## 読解文
ぼんやりと本を読んだり、テレビを見て過ごす。
本は、嵐山光三郎『悪党芭蕉』。
テレビは『鶴瓶の家族に乾杯』。被災地、石巻への再訪編だ。見ながら、ぽろぽろ泣けてくる。笑福亭鶴瓶の飾らない人柄、地元の方々の健気な姿が胸に迫る。
昨年の夏、私は仕事で福島へ行った。その時は郡山と福島で仕事をした。この福島を代表する2市では、現在1時間あたりの放射線量が、私の住む地域とは一桁違うのだ。一緒に仕事をした方たちを思う。皆、朴訥とした優しい人たちだった。
私の愛読している、TVブロスという雑誌があって、その最新号に福島訪問記が載っている。(この雑誌は、原発事故直後にいち早くメルトダウンを指摘していた。)そこでは、目に見えぬ放射能の不安を抱えながら、日常を生きる人々の姿が綴られている。「現場から距離が遠い人ほど放射能を不安に感じる」という言葉が重い。

## 記録抜粋
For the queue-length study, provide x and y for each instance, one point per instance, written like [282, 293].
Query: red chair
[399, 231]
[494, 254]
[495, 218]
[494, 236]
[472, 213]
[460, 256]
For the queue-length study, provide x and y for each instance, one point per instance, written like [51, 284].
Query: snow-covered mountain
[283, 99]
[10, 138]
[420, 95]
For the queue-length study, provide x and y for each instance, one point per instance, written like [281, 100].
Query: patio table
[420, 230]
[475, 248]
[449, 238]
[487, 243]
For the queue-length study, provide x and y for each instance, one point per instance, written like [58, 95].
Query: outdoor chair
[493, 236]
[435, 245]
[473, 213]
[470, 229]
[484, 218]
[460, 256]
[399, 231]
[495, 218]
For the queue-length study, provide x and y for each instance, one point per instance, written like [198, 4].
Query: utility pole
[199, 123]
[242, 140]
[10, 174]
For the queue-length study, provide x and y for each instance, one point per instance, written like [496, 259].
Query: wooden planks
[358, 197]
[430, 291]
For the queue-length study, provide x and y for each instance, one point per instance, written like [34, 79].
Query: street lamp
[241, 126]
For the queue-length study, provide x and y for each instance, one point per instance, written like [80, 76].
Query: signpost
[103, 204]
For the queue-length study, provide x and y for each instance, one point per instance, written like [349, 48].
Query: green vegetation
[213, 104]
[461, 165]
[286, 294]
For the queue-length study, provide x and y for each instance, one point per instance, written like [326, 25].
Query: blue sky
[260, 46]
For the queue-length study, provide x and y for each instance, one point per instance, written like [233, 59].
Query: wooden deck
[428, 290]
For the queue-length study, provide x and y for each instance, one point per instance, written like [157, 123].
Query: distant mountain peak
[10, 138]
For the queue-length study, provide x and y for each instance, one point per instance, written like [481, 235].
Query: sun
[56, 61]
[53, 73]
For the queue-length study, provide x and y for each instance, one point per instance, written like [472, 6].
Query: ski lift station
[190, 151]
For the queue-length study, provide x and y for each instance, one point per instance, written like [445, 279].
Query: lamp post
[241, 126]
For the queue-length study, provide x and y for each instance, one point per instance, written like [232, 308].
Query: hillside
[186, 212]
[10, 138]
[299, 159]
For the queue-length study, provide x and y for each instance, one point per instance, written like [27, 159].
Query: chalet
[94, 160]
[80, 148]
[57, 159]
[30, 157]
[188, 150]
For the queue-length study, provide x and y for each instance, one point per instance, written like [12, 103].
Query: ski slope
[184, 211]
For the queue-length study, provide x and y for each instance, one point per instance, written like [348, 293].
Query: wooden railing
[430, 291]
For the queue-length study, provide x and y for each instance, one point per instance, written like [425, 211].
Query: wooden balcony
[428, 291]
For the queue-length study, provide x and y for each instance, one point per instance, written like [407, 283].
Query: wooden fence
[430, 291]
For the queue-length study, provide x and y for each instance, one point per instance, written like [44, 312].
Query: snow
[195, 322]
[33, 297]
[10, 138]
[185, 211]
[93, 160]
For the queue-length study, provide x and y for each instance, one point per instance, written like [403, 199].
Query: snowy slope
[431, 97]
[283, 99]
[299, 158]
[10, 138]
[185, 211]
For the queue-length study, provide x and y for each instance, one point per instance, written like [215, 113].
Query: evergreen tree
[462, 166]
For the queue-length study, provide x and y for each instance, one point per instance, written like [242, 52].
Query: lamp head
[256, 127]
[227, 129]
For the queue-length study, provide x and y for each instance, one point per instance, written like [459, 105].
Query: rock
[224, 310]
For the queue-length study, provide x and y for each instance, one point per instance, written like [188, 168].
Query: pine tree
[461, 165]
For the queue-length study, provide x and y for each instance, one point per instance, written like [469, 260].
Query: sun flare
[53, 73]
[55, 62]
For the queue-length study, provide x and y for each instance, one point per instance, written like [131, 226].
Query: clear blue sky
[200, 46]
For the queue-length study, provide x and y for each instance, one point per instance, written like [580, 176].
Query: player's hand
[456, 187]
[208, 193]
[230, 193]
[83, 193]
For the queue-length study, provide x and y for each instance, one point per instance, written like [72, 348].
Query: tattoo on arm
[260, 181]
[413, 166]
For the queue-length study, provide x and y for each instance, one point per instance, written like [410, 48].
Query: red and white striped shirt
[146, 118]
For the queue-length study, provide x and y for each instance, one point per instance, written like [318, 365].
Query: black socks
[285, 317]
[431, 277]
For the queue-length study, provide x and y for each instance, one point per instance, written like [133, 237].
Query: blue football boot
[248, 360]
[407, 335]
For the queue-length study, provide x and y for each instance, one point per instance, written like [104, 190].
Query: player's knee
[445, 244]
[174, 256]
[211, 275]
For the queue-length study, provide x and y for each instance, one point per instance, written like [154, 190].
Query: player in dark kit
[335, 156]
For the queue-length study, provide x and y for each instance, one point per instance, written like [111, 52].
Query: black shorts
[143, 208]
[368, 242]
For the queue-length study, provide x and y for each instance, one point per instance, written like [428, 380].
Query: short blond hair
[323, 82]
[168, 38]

## 指示 1
次の(a)〜(c)が読解文の内容と一致するかどうかを判定し、それぞれ「はい」か「いいえ」で答えてください。判断の根拠となる読解文の語句も、そのまま引用してください。
(a) 筆者が読んでいた本は、嵐山光三郎『悪党芭蕉』である。
(b) 筆者は昨年の夏、仕事で石巻へ行った。
(c) 筆者が愛読している雑誌は、原発事故直後にメルトダウンを指摘していた。
## 指示 2
読解文によると、筆者が見ていた『鶴瓶の家族に乾杯』は、どこへの再訪編でしたか。
## 指示 3
被災地への思いを綴った読解文の続きを、最後の文の後から書いてください。

## 解答 1
(a) はい。「本は、嵐山光三郎『悪党芭蕉』。」
(b) いいえ。「昨年の夏、私は仕事で福島へ行った。その時は郡山と福島で仕事をした。」
(c) はい。「この雑誌は、原発事故直後にいち早くメルトダウンを指摘していた。」

## 解答 2
被災地である石巻への再訪編です。

## 解答 3
写真は、昔、福島で買った会津焼のお地蔵様。原発事故の一日も早い収束を祈る。

2011年5月26日木曜日

六代目三遊亭圓生

昭和の名人といえば、文楽・志ん生・圓生である。
そして、この中で私が間に合っているのは、圓生だけなのである。
もしかしたら、私が噺を聴いている中で最も上手いのが、この圓生ではあるまいか。
小学生の高学年の頃だったか、テレビで『包丁』を観た。
『包丁』という噺は、女房と別れようとした男が、友達に女房に言い寄らせる噺だ。およそ小学生が聴くような噺じゃない。でも、これがよかった。子ども心に上手いなあと思わせるものだった。特に酒を飲みがら図々しく勝手につまみを出し、さらには女房に手を出そうとする場面の上手さといったらなかった。
「あたしが出しましょ」という間の良さ。佃煮を、糠味噌を食べる仕草。その後で言う、「バカウマ」の台詞の面白さ。(当時、圓生は「ハウス本とうふ」という手作り豆腐の材料のCMをやっていて、「バカウマ」というのは、その決め台詞だったのだ。)
その後テレビで観た『掛け取り万歳』での芸域の広さ、ラジオで聴いた『鼠穴』の劇的な展開などにも魅了された。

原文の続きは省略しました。